:: SHORT EXERCISE 1 ::
Reproduce the financial risk monitor from "Financial Risk Monitor" up to and including "was modestly negative.", with no changes.
:: SHORT EXERCISE 2 ::
Pick up the financial risk monitor after its last sentence and write what comes next.

:: QUOTED PASSAGE ::

• • • •

Overall, there is more bad news than good in our risk monitor this morning. On a short-term basis, four of twelve measures deteriorated (Muni default probabilities, Chinese steel prices, yield spread, and Asia financial CDS), while just two measures improved (High yield, Euribor-OIS). On an intermediate and long-term basis, the trends remain net positive, for now. While the momentum of the market, and in Financials in particular, has clearly been higher since early June, we see storm clouds on the horizon in the form of higher commodity costs (fuel & food), lower Chinese steel prices, and tighter yield spreads.
* European bank swaps were mixed last week, with most markets showing only small changes on the margin. Meanwhile, equity prices for European financials were mostly higher.
* The high yield and leveraged loan markets both pushed higher last week.
* Municipal default risk rose again last week, as measured by the MCDX, continuing the trend that started a few weeks back when news broke that Warren Buffett cut his exposure to the muni market.
* Chinese steel in a major bear market - steel prices in China fell another 1.2% last week, or 43 yuan/ton, to 3506 yuan/ton, bringing the decline over the last four months to roughly 20%.
* The yield spread (2-10) resumes its downtrend, compressing by another 8 bps this past week to 133 bps. This barometer of bank margin pressure continues to make lower lows and lower highs.
* Our Macro team’s quantitative setup in the XLF is now Bullish TRADE and TREND, with 0.7% upside to TRADE resistance of $15.26 and 0.9% downside to TRADE support of $15.02.
Financial Risk Monitor Summary
• Short-term(WoW): Negative / 2 of 12 improved / 4 out of 12 worsened / 7 of 12 unchanged
• Intermediate-term(WoW): Positive / 7 of 12 improved / 2 out of 12 worsened / 4 of 12 unchanged
• Long-term(WoW): Positive / 8 of 12 improved / 2 out of 12 worsened / 3 of 12 unchanged
1. American Financial CDS – Swaps were broadly tighter last week for all major U.S. financial reference entities. Interestingly, this was a divergence from their equity performance, which was modestly negative.
Tightened the most WoW: GS, C, BAC
Widened the most WoW: MTG, AON, PRU
Tightened the most WoW: RDN, LNC, C
Widened the most/ tightened the least MoM: MTG, COF, GNW
2. European Financial CDS – European bank swaps were mixed last week, with most markets showing only small changes on the margin. Meanwhile, equity prices for European financials were mostly higher.

• • • •

:: INFORMATION SHOWN ::
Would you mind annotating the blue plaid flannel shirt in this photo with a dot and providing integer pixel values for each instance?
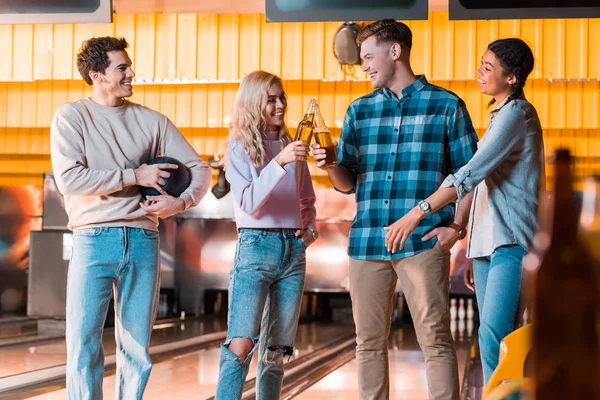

• • • •

:: REPLY 1 ::
Financial Risk Monitor Summary
• Short-term(WoW): Negative / 2 of 12 improved / 4 out of 12 worsened / 7 of 12 unchanged
• Intermediate-term(WoW): Positive / 7 of 12 improved / 2 out of 12 worsened / 4 of 12 unchanged
• Long-term(WoW): Positive / 8 of 12 improved / 2 out of 12 worsened / 3 of 12 unchanged
1. American Financial CDS – Swaps were broadly tighter last week for all major U.S. financial reference entities. Interestingly, this was a divergence from their equity performance, which was modestly negative.

:: REPLY 2 ::
3. Asian Financial CDS – Chinese and Indian bank swaps widened while Japanese bank swaps were mixed.
4. Sovereign CDS – Spanish and Italian credit default swaps showed notable degradation last week, rising 20 and 10 bps respectively. In contrast, Portuguese swaps tightened 20 bps. The other markets we track were largely flat, though Japan widened by 4 bps (5%) to 85 bps.
5. High Yield (YTM) Monitor – High Yield rates fell 8.3 bps last week, ending the week at 7.06% versus 7.14% the prior week.
6. Leveraged Loan Index Monitor – The Leveraged Loan Index rose 4.5 points last week, ending at 1709.
7. TED Spread Monitor – The TED spread rose 1 bp last week, ending the week at 34 bps versus the prior week’s print of 33 bps.
8. Journal of Commerce Commodity Price Index – The JOC index rose 0.6 points to a new 52-week high, ending the week at -1.96 versus -2.5 the prior week. The relentless ascent of both fuel and food prices will not end well for the consumer.
9. Euribor-OIS spread – The Euribor-OIS spread tightened by 2 bps to 21 bps. The Euribor-OIS spread (the difference between the euro interbank lending rate and overnight indexed swaps) measures bank counterparty risk in the Eurozone. The OIS is analogous to the effective Fed Funds rate in the United States. Banks lending at the OIS do not swap principal, so counterparty risk in the OIS is minimal. By contrast, the Euribor rate is the rate offered for unsecured interbank lending. Thus, the spread between the two isolates counterparty risk.
10. ECB Liquidity Recourse to the Deposit Facility – The ECB Liquidity Recourse to the Deposit Facility measures banks’ overnight deposits with the ECB. Taken in conjunction with excess reserves, the ECB deposit facility measures excess liquidity in the Euro banking system. An increase in this metric shows that banks are borrowing from the ECB. In other words, the deposit facility measures one element of the ECB response to the crisis.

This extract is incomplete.